[Entries]
____________

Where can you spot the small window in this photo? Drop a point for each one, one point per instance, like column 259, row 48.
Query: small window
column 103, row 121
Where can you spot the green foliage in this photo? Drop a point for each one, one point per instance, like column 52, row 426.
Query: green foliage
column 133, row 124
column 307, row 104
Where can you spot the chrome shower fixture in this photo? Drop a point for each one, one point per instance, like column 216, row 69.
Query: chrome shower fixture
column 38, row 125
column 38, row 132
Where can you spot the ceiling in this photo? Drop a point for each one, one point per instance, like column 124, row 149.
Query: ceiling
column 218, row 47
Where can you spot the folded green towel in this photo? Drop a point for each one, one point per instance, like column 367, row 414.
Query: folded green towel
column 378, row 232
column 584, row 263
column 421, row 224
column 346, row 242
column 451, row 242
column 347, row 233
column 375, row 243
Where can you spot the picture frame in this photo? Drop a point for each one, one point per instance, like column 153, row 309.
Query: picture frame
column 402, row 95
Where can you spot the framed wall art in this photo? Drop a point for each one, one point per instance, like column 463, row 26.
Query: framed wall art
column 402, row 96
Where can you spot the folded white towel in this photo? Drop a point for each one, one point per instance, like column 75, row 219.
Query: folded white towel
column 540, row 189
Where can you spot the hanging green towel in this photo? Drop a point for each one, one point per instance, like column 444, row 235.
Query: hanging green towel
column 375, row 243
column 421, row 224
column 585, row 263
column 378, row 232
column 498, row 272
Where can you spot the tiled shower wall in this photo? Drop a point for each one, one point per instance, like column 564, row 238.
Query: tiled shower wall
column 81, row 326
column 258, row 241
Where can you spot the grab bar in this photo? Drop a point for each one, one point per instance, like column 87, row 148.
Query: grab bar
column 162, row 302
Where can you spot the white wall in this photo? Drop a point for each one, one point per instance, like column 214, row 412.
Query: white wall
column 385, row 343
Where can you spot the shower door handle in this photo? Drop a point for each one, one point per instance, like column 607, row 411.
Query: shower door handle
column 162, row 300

____________

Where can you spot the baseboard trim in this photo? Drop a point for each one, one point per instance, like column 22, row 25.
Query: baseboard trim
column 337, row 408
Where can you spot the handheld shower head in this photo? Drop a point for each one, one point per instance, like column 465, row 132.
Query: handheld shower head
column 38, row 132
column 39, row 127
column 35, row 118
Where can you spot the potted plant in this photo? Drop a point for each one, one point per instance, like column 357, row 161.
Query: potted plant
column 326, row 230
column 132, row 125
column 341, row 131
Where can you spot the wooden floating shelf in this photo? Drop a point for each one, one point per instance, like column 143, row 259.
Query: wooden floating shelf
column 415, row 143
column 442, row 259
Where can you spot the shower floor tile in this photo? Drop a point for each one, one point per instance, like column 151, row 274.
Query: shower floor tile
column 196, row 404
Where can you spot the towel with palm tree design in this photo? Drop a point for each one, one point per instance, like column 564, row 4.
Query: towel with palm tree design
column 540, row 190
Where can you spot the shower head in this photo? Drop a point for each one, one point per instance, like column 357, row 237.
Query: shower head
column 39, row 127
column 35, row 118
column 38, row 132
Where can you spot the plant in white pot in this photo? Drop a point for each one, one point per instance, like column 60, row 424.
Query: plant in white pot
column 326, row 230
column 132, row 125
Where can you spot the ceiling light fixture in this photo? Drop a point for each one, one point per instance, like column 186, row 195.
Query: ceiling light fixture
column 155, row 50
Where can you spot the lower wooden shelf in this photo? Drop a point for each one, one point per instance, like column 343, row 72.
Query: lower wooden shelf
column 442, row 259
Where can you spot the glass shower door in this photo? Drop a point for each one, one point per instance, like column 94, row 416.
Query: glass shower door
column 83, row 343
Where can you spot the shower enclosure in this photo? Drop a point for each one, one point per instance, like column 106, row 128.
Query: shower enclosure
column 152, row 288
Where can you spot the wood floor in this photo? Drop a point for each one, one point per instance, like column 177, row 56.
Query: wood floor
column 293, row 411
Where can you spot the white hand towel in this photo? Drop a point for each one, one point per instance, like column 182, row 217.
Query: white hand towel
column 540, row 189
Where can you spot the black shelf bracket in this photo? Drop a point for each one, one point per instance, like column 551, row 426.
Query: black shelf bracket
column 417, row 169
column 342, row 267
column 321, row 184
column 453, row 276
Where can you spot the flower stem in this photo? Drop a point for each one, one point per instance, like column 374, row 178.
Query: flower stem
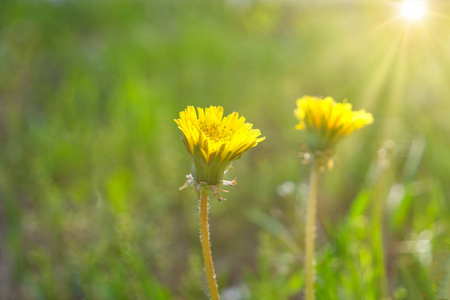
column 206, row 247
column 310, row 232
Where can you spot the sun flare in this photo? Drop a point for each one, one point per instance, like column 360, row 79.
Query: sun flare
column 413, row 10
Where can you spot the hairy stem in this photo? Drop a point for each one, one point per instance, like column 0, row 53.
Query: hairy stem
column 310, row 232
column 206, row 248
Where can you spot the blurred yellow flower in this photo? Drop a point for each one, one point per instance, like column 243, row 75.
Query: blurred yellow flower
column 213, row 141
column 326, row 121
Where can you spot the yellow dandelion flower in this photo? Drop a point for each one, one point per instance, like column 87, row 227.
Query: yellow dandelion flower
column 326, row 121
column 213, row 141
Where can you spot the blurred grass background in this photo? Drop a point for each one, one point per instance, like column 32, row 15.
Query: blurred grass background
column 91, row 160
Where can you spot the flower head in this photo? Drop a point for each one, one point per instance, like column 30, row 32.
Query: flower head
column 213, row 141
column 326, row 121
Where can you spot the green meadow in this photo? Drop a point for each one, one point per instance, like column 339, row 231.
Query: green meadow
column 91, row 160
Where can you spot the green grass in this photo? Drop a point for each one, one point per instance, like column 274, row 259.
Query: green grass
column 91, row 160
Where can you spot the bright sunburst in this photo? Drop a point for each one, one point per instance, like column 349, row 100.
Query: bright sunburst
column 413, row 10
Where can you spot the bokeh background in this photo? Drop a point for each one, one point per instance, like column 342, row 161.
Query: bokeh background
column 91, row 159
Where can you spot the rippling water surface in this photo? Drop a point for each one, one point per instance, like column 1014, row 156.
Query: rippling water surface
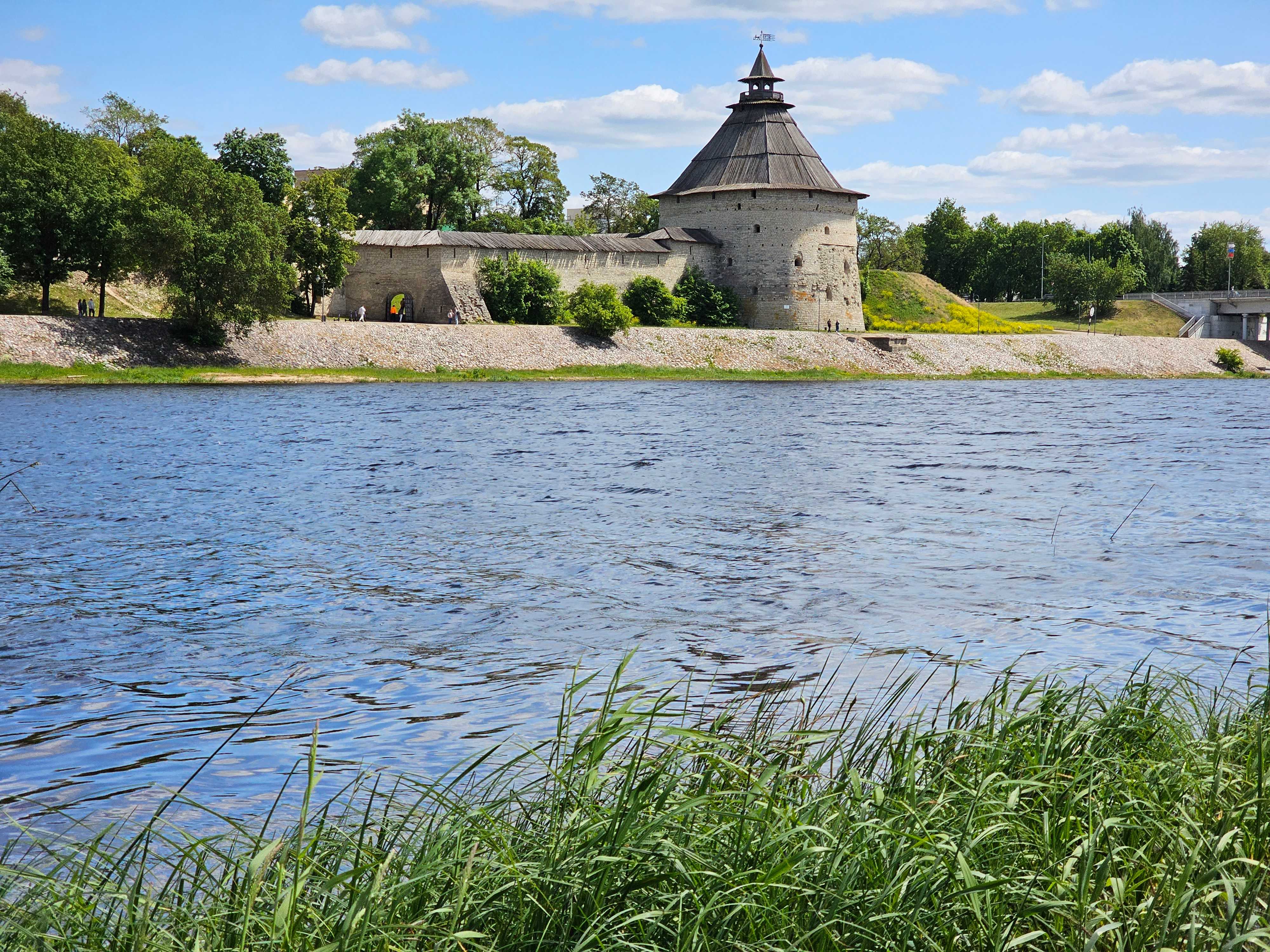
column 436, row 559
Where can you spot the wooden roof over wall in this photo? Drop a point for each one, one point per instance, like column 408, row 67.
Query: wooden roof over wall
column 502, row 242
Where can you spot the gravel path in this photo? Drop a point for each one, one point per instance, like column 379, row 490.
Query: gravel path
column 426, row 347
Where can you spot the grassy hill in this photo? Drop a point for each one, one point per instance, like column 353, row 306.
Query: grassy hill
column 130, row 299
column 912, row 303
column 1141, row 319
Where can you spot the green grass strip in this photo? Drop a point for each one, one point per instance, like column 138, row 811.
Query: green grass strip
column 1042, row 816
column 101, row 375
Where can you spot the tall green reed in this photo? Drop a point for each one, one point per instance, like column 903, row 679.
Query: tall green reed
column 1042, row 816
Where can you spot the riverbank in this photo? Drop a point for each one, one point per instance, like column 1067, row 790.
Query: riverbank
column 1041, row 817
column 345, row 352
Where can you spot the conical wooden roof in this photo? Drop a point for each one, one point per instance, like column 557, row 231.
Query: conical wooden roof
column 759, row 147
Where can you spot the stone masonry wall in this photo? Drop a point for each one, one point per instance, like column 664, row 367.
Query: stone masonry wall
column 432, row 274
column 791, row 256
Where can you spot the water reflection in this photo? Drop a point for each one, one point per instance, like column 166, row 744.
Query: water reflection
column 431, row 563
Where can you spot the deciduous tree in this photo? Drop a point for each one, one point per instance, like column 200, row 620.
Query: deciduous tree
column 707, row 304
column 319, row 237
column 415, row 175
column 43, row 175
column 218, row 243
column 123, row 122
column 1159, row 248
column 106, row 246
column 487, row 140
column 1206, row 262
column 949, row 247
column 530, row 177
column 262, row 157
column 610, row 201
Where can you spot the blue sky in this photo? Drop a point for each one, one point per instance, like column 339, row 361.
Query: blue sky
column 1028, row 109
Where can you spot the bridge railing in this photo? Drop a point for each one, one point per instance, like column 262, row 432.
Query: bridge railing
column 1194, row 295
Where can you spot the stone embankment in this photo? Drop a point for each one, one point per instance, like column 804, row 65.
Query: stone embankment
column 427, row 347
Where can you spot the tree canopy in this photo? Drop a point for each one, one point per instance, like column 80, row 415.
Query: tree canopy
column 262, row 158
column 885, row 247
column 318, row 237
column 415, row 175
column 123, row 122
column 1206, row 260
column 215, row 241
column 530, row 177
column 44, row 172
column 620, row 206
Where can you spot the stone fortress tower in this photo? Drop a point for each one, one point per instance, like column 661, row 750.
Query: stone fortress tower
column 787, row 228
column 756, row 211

____________

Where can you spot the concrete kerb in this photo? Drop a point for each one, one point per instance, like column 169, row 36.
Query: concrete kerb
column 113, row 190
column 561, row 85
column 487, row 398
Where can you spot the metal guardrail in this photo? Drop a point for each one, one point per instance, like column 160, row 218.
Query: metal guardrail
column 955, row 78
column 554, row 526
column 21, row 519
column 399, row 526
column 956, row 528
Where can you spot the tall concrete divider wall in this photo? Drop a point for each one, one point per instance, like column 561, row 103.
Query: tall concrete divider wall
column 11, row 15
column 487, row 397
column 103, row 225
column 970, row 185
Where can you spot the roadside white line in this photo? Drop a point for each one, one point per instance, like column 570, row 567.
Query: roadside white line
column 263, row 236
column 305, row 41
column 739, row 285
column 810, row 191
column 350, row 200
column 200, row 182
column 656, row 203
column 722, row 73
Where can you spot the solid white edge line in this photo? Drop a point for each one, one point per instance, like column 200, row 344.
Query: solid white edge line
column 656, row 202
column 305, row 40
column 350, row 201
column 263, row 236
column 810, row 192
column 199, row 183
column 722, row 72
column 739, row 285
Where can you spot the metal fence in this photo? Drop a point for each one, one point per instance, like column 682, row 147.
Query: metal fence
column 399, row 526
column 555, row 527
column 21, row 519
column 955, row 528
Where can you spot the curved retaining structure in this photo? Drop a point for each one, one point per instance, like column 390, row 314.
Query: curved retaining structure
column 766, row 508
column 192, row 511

____________

Rewrite the items from the line with "Where can you spot the potted" to the line with "column 152, row 288", swapping "potted plant" for "houseplant" and leaving everything else unchanged.

Where can you spot the houseplant in this photo? Drop a point for each one, one point per instance, like column 357, row 161.
Query: houseplant
column 326, row 230
column 132, row 125
column 341, row 131
Where can you spot the wooden floating shelf in this photo? Drop a point for each one, one point per instance, like column 143, row 259.
Query: wooden floating shelf
column 415, row 143
column 442, row 259
Where can you spot the shower floor tile in this photo? Drop a point for each one, one point per instance, like column 151, row 274.
Query: shower floor tile
column 196, row 404
Where can you spot the towel with palm tree design in this photo? Drop a point for each one, one point per instance, like column 564, row 4.
Query: towel with palm tree design
column 540, row 190
Where can you spot the shower head in this photo? Drop a point for each one, one point per instance, like column 357, row 237.
Query: shower head
column 39, row 127
column 35, row 118
column 38, row 132
Where can you spot the plant in white pot in this photo? Drop a point for each one, one point per instance, like column 60, row 424.
Query: plant in white pot
column 326, row 230
column 132, row 125
Where can you spot the ceiling light fixture in this photo? Drop a point for each one, one point per instance, like column 186, row 195.
Query: ceiling light fixture
column 155, row 50
Where can you spot the lower wooden shelf in this photo? Drop a point for each one, one point per instance, like column 343, row 72.
Query: lower wooden shelf
column 442, row 259
Where can you spot the glass shower door in this photo? Drop a point for each one, one point per instance, like column 94, row 416.
Query: glass shower door
column 83, row 343
Where can you spot the shower enclosure in this photo? Drop a point for each one, one point per instance, like column 106, row 128.
Query: shower enclosure
column 152, row 288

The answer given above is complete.